Extracted records:
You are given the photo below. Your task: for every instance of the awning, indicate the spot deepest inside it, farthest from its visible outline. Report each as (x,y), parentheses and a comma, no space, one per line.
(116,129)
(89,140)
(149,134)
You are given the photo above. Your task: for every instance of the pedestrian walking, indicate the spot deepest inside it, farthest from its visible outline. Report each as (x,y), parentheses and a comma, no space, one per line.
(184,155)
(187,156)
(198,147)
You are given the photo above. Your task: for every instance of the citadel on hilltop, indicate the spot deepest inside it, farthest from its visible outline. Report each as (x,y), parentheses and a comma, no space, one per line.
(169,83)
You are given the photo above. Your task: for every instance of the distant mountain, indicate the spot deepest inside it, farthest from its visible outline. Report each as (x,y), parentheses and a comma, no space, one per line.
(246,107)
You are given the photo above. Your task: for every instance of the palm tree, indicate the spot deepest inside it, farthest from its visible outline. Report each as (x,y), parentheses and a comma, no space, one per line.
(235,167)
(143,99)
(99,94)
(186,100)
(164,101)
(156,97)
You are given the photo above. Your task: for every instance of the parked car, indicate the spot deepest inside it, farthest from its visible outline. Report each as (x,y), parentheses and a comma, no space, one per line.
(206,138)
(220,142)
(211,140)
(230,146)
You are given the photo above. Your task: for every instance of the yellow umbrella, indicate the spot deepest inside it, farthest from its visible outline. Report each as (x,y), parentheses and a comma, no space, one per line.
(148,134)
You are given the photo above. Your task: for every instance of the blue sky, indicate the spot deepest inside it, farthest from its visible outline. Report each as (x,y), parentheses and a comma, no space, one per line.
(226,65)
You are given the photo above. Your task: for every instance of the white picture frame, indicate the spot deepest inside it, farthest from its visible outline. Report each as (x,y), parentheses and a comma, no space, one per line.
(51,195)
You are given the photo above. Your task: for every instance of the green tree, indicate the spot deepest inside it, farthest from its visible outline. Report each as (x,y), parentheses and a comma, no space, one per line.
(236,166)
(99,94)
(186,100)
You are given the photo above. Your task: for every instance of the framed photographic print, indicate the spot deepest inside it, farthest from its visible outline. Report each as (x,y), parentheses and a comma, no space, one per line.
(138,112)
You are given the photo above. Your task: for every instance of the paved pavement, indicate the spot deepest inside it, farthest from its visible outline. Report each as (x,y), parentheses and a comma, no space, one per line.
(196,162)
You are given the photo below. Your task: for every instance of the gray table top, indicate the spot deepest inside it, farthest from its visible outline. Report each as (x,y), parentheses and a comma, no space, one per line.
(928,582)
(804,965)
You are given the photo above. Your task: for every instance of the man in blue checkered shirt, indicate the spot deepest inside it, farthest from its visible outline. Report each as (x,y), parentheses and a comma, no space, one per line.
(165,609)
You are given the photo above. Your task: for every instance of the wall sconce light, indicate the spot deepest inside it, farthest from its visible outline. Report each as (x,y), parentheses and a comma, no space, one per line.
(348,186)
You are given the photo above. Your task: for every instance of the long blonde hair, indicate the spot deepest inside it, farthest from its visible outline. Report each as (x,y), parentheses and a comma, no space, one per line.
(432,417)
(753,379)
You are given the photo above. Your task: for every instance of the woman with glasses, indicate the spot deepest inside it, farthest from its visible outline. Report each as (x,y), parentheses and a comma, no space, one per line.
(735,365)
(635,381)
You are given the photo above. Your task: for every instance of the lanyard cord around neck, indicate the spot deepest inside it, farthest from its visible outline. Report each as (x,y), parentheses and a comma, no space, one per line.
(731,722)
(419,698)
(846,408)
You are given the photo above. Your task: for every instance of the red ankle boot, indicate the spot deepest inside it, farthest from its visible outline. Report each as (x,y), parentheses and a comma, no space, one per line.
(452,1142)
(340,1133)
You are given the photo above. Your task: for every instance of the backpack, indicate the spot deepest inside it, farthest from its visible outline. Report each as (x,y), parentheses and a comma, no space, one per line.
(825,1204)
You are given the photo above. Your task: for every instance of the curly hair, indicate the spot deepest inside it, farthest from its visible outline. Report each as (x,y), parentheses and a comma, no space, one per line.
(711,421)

• Work instructions:
Provide a verbatim copy of all the entries.

• Response for this exercise:
You are given the photo below. Your task: for every instance of the awning, indicate the spot deepest inside it, farthest from its visible outline. Report each as (x,y), parentheses and a comma, no space, one per line.
(116,129)
(89,140)
(149,134)
You are given the photo above. Your task: for every instance of the pedestrian walking, indicate the spot deepest inside it, farthest from its visible outline. Report each as (x,y), parentheses and a comma, no space, one per line.
(184,155)
(187,156)
(198,147)
You are given the photo above. Your task: for every instance of the citadel on hilltop, indicate the spot deepest inside it, farthest from its visible outline. Report each as (x,y), parentheses and a comma, no space, one per line.
(169,83)
You are given the photo above. Your task: for every instance of the distant mountain, indicate the spot deepest inside it, farthest from its visible outline. Report each as (x,y), parentheses and a comma, no space, one per line.
(246,107)
You are given the photo above. Your task: for every instance of the palm tree, indicate the spot deepest inside it, farthest from its visible outline. Report each as (x,y), parentheses and a comma, no space, one per line.
(235,167)
(143,99)
(99,94)
(186,100)
(164,101)
(156,97)
You are given the photo above. Your task: for every instance of the parked car, indicate the spot deepest inside it, farthest from its visible outline. Report each as (x,y), parentheses and a comma, no space, one per line.
(206,138)
(220,142)
(211,140)
(230,146)
You are given the photo above. Your task: for every instance of the yellow umbrella, indicate the spot deepest inside it, farthest from its visible outline. Report each as (x,y), parentheses and a comma, no space, one per line.
(148,134)
You are given the photo above. Your task: for every instance of the blue sky, indicate the spot deepest inside it, farthest from its visible outline. Report each as (x,y), parentheses and a comma, no space, one per line.
(226,65)
You are given the photo above. Your task: for every instance of the white picture frame, indicate the spot deepest inside it, farthest from its visible outline. Report each as (x,y), parentheses and a comma, no space, one per line.
(51,195)
You are given the photo above. Your task: for every instance of the green tree, indicate the spot deepest inside it, farthest from its visible outline. Report each as (x,y), parentheses and a comma, no space, one per line.
(236,166)
(99,94)
(186,100)
You are given the photo above. Your task: for every instance of the framed photographic print, indicate the spot deepest inside it, farthest from its visible outline. Report each as (x,y), parentheses and a comma, no space, one per line.
(138,112)
You are given the photo above. Your task: for every instance of the paved pavement, indicate the spot deepest inside it, farthest from its visible outline. Report each as (x,y), parentheses and a comma, no space, one per line.
(196,162)
You are given the photo below. Your task: for every instance of the gray table top, indicate the spot deepest inside it, farthest from its visible outline. Report each as (x,y), parentheses and a comma, no space, one per line.
(928,582)
(804,965)
You are given the photo above. Your task: for every instance of the man in blue checkered shirt, indicate the spot deepest inside it, farthest from its visible outline. Report each as (x,y), parentheses and a comma, no space, one per line.
(165,609)
You are given the photo above. Your task: for every instance of the wall sconce light, indicate the spot deepest inside it, farthest from its visible outline. Report each as (x,y), parentheses and a comma, no space, one per line.
(348,186)
You are given the photo above. Your task: for every instance of the long blonde hair, indicate the spot deepest inside it, farthest from its visible outline. Report each as (x,y), parentheses and a comma, no space, one per line.
(432,417)
(753,379)
You are given the photo above. Your task: for every instance of the woman with glasses, indicate the spot deepest inside it, farthest from its visible outline. Report each as (x,y), parentheses and a comma, no space, one per line.
(735,365)
(635,381)
You are given the photo above. Your task: for every instance of the lanyard cord around neck, indicate the spot deepest inside it, farthest from its visible outline. Report each as (x,y), parentheses and a comma, no space, one per line.
(731,722)
(419,698)
(846,408)
You are given the photo above. Your task: for every instance of the red ankle boot, indicate the spot deepest inside it, farthest from its visible outline. Report each as (x,y), parentheses and a comma, no space, one per line.
(452,1142)
(340,1133)
You are given the photo above. Your task: for every instance of the backpack, indicate the spot deepest inside it, farthest from its visible outline. Report each as (x,y), parentheses and a comma, no space, one per line.
(825,1204)
You are given the photo above. Your task: for every instance of the curly hair, indicate the spot deepest inside it, farthest from its visible outline. Report each as (x,y), parentheses and a comma, no space, one per line.
(711,421)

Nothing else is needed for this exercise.